## Job 1
Answer these questions about the essay excerpt on "Pink Matter" below, using only what it states:
(a) Whose teaching does the writer cite for the idea that flesh precedes the body?
(b) In which of Moten's essays is the concept of operationalism developed?
(c) Which line from Moten's long poem "block chapel" does the writer quote?
## Job 2
Pick up the essay excerpt on "Pink Matter" below and continue it for one more paragraph.

## Text excerpt
▬▬▬
What does it mean to affirm pleasure over matter? Most obviously the song adheres to the genre conventions of R&B, a genre where pleasure and sex and desire are what songs are often explicitly about. But perhaps such songs suggest something about the radical potentiality of pleasure as well. ‘Pink Matter’ makes this latent potentiality explicit: Ocean’s declaration that pleasure trumps matter can be read as refusal to accept the terms of a world structured by dualism – a refusal of mind-body splits, of individuated subjects, of possession-by-improvement. ‘From the first moment, which appears to keep happening all the time, all property is posited, beginning with the positing/positioning of a body for locating ownership, and the owned, and a mind for owning’, write Moten and Harney. The modern subject cannot be thought outside of the violence of colonisation and racialisation as the expropriation of land requires the expropriation of the interiority of the racialised other, an interiority that is suppositionally taken to be an exclusive property of the European ‘Man’. ‘The first theft shows up as rightful ownership’, Moten and Harney tell us. ‘This is the theft of fleshly, earth(l)y life, which is then incarcerated in the body.’ The body, in other words, is not merely matter but a construction inseparably tied to the individuated self. ‘The body is just an overseer, a factor, a superintendent for the real landlord, the real owner, the individual, in his noxious, heavy-handed conceptuality’. I read Ocean’s affirmation of pleasure not as affirmation of the bod(il)y but of flesh which, as Hortense Spillers teaches us, is that which precedes the body and so escapes and refuses the racialising grammar the individuated body implies.

The gesture of refusal in ‘Pink Matter’ is active. It is not merely a negation but a pivot from refusal to possibility, from pessimism to operationalism (to borrow a concept that Moten develops in his essay ‘Black Op’). The rejection of the mind/body problem and the affirmation of flesh is at once the insistence that property remains vulnerable to sharing, that there is an excess that escapes the violent regimes (economic, juridical, and philosophical) that uphold and reproduce private ownership. Flesh reminds us of the historical contingency of the world we inhabit, it remains, as Moten has put it, both ante- and anti-racial capitalism. Flesh is a condition for the existence of an individuated subject that is positioned in a body and yet is unable to be reduced to this figure. The affirmation of flesh reminds us that a different future is possible.

The excess that spills forth from Ocean when he repeatedly intones the word pleasure reminds me of a line from Moten’s long poem ‘block chapel’: ‘communism is how you get nasty with enjoyment.’ Of course, the communism that Moten has in mind has nothing to do with the twentieth-century projects that took that name, which would more accurately be described as state capitalism, but rather with the promise of another world in which everyone has access to things they need, where we remain vulnerable to sharing and so in turn can share in the needs of everyone. So when Moten writes of the getting nasty with enjoyment, or Ocean sings of pleasure, both are speaking to a kind of excess and abundance – of matter, feeling, embrace, sensation, intimacy, imagination – that moves directly against the misery of capital and the value form and the individual. To dwell in the pleasure of the song or the poem is to take seriously the role that pleasure might play in the making of a different world. The accumulation of pleasure must be a central question in any consideration of what revolution looks and feels like, rather than something to be tackled in its wake. Crucially, the accumulation of pleasure depends on the abolition of the individual and order this figure implies.
▬▬▬
## Entries provided
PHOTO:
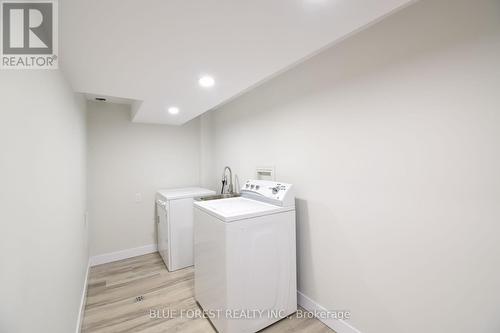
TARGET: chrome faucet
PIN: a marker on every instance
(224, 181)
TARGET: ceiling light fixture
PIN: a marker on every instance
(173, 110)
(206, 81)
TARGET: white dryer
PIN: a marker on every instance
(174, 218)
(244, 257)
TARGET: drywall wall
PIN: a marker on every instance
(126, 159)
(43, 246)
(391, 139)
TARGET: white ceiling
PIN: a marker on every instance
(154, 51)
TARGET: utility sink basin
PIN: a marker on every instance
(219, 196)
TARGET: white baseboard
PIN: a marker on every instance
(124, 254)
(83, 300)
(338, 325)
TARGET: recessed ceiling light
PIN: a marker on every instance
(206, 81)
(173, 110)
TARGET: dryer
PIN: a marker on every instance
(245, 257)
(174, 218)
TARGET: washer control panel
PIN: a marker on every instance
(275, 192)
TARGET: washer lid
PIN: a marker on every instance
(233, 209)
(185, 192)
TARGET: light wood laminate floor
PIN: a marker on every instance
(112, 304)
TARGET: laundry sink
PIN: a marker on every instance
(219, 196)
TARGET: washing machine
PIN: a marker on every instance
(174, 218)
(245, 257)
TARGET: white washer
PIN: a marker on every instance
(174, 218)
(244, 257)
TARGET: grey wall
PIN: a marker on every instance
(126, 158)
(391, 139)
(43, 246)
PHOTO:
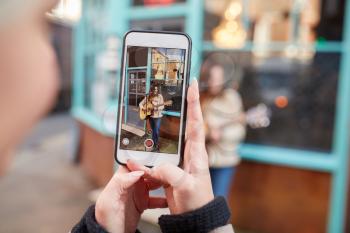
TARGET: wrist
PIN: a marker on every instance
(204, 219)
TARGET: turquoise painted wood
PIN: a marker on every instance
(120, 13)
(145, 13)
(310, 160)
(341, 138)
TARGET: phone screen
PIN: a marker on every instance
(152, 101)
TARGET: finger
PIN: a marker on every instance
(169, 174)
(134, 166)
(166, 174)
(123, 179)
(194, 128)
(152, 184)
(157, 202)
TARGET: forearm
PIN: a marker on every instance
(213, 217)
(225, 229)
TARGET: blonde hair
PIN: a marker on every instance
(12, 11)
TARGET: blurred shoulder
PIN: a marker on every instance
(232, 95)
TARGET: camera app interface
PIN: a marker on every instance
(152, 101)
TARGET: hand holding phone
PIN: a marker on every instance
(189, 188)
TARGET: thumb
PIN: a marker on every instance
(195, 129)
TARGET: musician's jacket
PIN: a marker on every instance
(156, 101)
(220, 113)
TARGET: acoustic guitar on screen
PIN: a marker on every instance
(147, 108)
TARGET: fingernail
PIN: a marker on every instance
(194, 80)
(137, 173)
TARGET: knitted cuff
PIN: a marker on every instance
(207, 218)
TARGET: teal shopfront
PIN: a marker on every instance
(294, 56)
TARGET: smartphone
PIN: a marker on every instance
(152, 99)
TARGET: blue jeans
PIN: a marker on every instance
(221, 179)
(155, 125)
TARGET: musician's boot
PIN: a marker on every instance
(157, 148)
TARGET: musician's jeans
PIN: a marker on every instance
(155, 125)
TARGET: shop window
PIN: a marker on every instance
▬▬▬
## Written response 1
(a) Hortense Spillers
(b) "Black Op"
(c) "communism is how you get nasty with enjoyment."

## Written response 2
What is the rhythm of our shared togetherness? And how can we find our way back to it? Or rather, how can we cultivate this rhythm in order that we might keep dancing a little longer? The exploration of such questions is at the heart of All Incomplete, in which Moten and Harney extend and develop many of the ideas presented in The Undercommons: Fugitive Planning and Black Study. Another way to stage the question at the heart of the book, and to which the authors offer an incomplete answer, is to ask: What is it to refuse to move to the metronomic beat of continual improvement? That beat is the violent rhythm of possession-by-individuation, of which they write:

There is a rhythm making the world, and the space and time this rhythm beats out invites individuation in this world. […] It is the rhythm of commodity production by commodities, internally disrupted at its origin. The first beat renders each commodity separate, bordered, isolated from the next. The second beat renders every thing equal to every other thing. The first beat makes every thing discrete. The second beat makes everything the same. Time and space order this rhythm, and are ordered by it. This is a settler rhythm, this one-two of capitalist production, a rhythm of citizen and subject, of dividuation and individuation, of genocide and law. It sounds out by expropriating any other movement of the beat. It asserts that nothing else can be heard, that nothing else need be felt. It is in short a killing rhythm.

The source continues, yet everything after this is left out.